Given exercise: Please list every line in the data below that contains the string "target", copying each one in full.

(Stored data entries)
========================
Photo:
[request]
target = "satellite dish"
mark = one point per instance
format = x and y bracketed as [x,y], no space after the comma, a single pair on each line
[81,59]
========================
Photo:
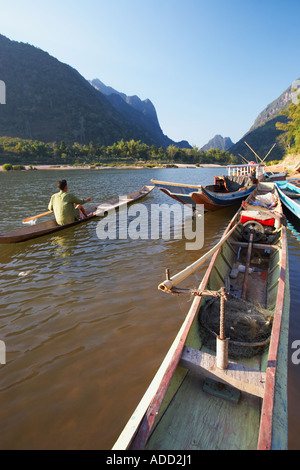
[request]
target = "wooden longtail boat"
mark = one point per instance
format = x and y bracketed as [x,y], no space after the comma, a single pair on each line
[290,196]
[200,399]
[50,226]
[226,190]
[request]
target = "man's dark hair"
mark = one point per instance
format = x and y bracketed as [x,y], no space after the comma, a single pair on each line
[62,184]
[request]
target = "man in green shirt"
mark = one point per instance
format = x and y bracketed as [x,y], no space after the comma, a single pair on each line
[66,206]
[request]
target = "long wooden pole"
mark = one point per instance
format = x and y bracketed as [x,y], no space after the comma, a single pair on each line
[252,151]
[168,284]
========================
Solution for this exercise:
target = "satellite dish"
target = "wooden longtail boat"
target = "man's dark hair"
target = "man in green shirt"
target = "long wooden pole"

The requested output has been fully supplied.